# Required work:
Copy exactly the lines of the data below that run from the line holding "x=19, y=631" through the line holding "x=433, y=785", both ends included.

(Natural language region descriptions)
____

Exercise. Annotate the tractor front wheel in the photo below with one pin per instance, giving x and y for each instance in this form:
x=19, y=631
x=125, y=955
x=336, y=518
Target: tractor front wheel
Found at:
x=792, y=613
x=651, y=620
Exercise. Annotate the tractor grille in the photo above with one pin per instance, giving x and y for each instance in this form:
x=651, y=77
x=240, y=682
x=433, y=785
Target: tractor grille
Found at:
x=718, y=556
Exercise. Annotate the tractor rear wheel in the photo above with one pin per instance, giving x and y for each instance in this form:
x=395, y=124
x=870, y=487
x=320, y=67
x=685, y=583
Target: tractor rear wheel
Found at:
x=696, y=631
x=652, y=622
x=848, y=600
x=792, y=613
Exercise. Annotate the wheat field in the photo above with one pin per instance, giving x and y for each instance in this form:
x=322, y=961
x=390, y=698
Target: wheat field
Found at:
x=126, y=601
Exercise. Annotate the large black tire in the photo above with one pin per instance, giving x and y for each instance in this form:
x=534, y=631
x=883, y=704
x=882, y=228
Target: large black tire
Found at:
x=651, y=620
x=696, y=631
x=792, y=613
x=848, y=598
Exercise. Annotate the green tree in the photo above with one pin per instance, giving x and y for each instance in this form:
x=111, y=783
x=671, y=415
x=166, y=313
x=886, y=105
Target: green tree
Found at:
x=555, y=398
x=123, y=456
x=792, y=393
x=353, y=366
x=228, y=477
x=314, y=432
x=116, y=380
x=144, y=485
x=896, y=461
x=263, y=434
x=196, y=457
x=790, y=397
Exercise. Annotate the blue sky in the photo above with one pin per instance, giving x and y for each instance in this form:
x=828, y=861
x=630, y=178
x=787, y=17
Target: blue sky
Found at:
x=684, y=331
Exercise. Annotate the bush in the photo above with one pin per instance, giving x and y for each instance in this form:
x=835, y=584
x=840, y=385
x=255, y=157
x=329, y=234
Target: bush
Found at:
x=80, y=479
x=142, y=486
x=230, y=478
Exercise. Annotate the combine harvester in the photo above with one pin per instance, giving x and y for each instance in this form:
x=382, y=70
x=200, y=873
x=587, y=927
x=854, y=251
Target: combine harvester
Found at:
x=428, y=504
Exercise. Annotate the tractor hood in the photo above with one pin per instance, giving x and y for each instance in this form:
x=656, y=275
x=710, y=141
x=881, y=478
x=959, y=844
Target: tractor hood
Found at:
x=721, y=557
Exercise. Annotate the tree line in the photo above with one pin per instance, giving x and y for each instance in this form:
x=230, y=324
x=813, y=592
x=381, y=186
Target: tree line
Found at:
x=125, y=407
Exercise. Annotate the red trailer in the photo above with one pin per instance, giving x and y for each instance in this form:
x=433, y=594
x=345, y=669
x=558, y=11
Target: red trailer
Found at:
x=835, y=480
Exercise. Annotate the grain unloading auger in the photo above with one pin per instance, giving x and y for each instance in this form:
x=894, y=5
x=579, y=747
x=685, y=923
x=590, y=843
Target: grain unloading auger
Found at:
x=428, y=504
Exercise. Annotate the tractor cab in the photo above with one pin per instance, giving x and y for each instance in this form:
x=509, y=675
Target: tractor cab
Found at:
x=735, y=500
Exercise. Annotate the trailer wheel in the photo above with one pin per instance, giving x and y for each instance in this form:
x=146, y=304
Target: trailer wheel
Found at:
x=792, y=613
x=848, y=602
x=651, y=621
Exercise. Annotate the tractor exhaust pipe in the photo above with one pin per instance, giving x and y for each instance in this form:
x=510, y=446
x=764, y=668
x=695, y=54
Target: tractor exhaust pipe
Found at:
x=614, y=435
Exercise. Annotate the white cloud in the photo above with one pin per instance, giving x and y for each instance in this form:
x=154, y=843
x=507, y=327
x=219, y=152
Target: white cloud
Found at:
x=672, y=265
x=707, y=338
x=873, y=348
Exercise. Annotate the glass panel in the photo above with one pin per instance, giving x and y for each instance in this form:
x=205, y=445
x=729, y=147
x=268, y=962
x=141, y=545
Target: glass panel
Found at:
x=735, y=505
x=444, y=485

____

# Answer for the task:
x=19, y=631
x=125, y=955
x=336, y=518
Target: tractor front wheel
Found at:
x=792, y=613
x=651, y=620
Exercise. Annotate the tractor grille in the photo above with one pin per instance, giving x and y for each instance in this form:
x=651, y=77
x=240, y=682
x=433, y=785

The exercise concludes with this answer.